■ Alıştırma amacı ■
Alıntıda Hasan abi, eşine anlatıcıya soğuk su vermemesini söylüyor. Bunun nedenini alıntıda belirtilen gerekçeye dayanarak açıklayın.

■ Sağlanan alıntı ■
************

Hasan abi sağolsun depremin ertesi günü bizim kaza yaptığımızı duymuş, kalkıp Karaincir'e gelmişti. Zaten bir gün önce de Hasan abinin teknesinde mükellef bir kahvaltı yapmışım.
Kahvaltı kelimesi birden hareketlendiriyor beni.. Acıkmışım..
- Tamamdır abi Ören Marina önündeyim karşıya geliyorum.
Hasan abi , eşi ve kızı ile seyir yapıyor. İngiliz koyunda alarga. Bana konum yolluyor. Bir saat sonra Hasan abinin tekneye aborda oluyorum.
Evet tek başına seyir güzel ama gittiğin limanda bir tanıdık bulmak çok keyifli. Hele kahvaltı da hazırlanmışsa.

Kadans ın havuzluğuna geçiyorum. Susamışım. Hasan abinin eşinden bir bardak su istiyorum. Hasan abi atlıyor hemen. Sakın soğuk su verme buna. Bütün kış canımıza okudu buz dolabına ne gerek var diye.. Sıcak ver sıcak içsin.. Yok soğuk su buna..

************

■ Veriler ■

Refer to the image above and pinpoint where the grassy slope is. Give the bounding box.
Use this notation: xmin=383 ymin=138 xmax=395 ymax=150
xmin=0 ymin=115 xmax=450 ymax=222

************

■ Görev sonucu ■
Anlatıcı bütün kış buz dolabına ne gerek olduğunu sorup Hasan abilerin canına okumuştur. Hasan abi bu yüzden anlatıcıya soğuk değil, sıcak su verilmesini ister.